▸ GIVEN PASSAGE
[meteorite-list] Acfer breccia

From: Rob Lenssen <rlenssen_at_meteoritecentral.com>
Date: Wed, 17 Jan 2007 00:05:18 +0100
Message-ID: <001501c739c2$ca76a400$9600000a_at_EIGENAARNJEQJY>

Thank you very much for your reaction Bernd.

Like I wrote before, it was covered in desert varnish when I got it. The two
polished planes present fractured sides, that I planed removing as less
material as possible. Before planing they already showed dark "lumbs". Like
it fractured "around them".
Don't think it is planetary though, as it is magnetic and shows the typical
(chondrite) dots of iron in the surface.

I will try to make better pictures and will share them with you.

regards,
Rob

----- Original Message -----
From: <bernd.pauli at paulinet.de>
To: <Meteorite-list at meteoritecentral.com>
Sent: Tuesday, January 16, 2007 10:32 PM
Subject: Re: [meteorite-list] Acfer breccia


Hello Rob L. and List,

Look what I found after cleaning and polishing a desert varnish covered
Acfer:

http://home.planet.nl/~rlenssen/Acfer500g.htm

Dark clasts in lighter matrix. Also metal spots in the dark clasts.

▸ PROVIDED MATERIAL
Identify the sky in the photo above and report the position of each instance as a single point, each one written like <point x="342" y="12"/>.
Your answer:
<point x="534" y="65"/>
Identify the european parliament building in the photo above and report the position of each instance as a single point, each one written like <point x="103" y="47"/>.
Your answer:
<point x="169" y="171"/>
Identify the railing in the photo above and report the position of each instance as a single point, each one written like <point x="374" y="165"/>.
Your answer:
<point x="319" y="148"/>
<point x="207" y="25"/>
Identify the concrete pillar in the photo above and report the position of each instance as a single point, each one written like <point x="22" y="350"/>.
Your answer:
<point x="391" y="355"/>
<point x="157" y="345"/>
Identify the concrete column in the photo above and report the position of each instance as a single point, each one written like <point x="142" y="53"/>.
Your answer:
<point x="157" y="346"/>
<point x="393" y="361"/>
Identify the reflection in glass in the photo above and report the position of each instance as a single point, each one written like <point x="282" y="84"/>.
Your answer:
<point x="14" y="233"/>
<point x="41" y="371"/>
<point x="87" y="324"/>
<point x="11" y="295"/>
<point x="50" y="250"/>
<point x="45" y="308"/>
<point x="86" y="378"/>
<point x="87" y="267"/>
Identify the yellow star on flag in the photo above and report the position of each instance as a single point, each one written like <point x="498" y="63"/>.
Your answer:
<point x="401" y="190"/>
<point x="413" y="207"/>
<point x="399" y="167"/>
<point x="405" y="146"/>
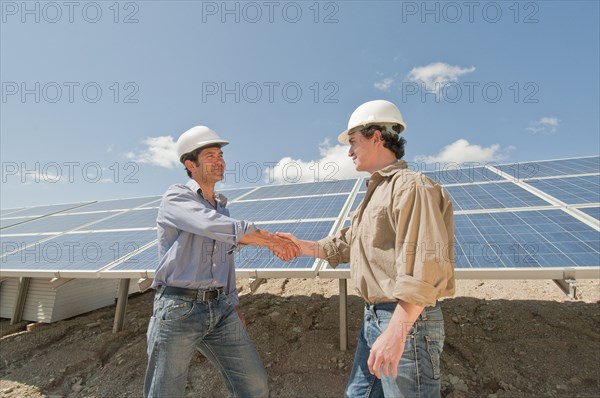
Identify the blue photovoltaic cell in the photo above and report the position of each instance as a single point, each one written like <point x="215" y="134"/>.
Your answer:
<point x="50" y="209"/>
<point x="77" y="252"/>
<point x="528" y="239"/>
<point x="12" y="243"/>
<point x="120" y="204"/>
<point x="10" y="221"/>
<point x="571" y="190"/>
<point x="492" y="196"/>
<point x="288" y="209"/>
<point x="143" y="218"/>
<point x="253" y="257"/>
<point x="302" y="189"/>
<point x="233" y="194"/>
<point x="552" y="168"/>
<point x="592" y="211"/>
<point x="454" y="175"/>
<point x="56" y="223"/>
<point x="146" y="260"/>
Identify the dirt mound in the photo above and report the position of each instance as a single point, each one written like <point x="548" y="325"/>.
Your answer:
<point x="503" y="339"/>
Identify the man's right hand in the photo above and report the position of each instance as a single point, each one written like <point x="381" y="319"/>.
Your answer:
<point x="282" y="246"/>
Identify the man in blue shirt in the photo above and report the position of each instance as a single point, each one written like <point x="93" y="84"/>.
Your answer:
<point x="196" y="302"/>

...

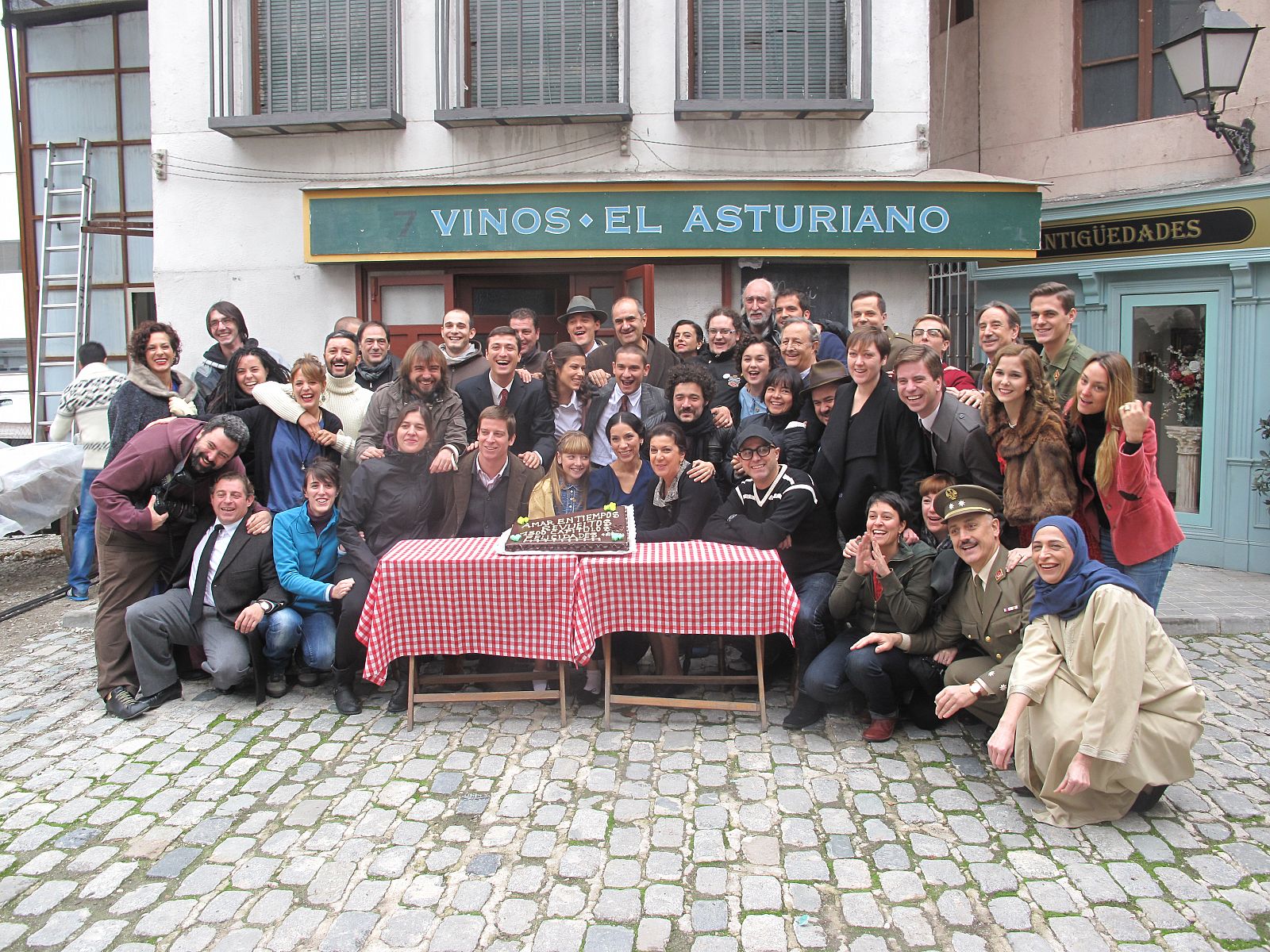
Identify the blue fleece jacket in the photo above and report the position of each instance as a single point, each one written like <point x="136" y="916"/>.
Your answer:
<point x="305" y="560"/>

▸ PROBLEM DETAILS
Repeat the Acfer breccia email word for word from "Like I wrote" to "in the surface.".

▸ SOLUTION FOR THIS TASK
Like I wrote before, it was covered in desert varnish when I got it. The two
polished planes present fractured sides, that I planed removing as less
material as possible. Before planing they already showed dark "lumbs". Like
it fractured "around them".
Don't think it is planetary though, as it is magnetic and shows the typical
(chondrite) dots of iron in the surface.